Request: Please show every line of the entries below that contains the string "shadow". Case matters, so uppercase and lowercase letters count as different.
═════ Raw data ═════
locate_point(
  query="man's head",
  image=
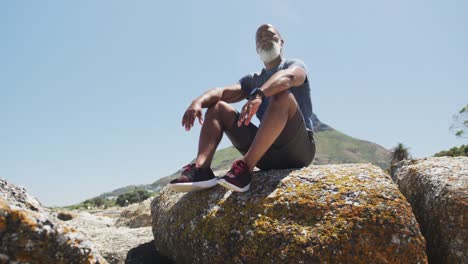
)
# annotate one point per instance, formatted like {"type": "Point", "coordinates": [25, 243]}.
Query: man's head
{"type": "Point", "coordinates": [269, 43]}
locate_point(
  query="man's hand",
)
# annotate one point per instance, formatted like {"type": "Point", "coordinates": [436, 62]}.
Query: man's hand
{"type": "Point", "coordinates": [192, 112]}
{"type": "Point", "coordinates": [249, 109]}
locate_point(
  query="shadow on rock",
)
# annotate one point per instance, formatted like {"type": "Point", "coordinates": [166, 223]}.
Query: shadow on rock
{"type": "Point", "coordinates": [146, 254]}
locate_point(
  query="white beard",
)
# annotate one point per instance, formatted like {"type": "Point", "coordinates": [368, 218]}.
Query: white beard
{"type": "Point", "coordinates": [268, 56]}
═════
Answer to the problem:
  query="shadow on rock",
Query: shadow on rock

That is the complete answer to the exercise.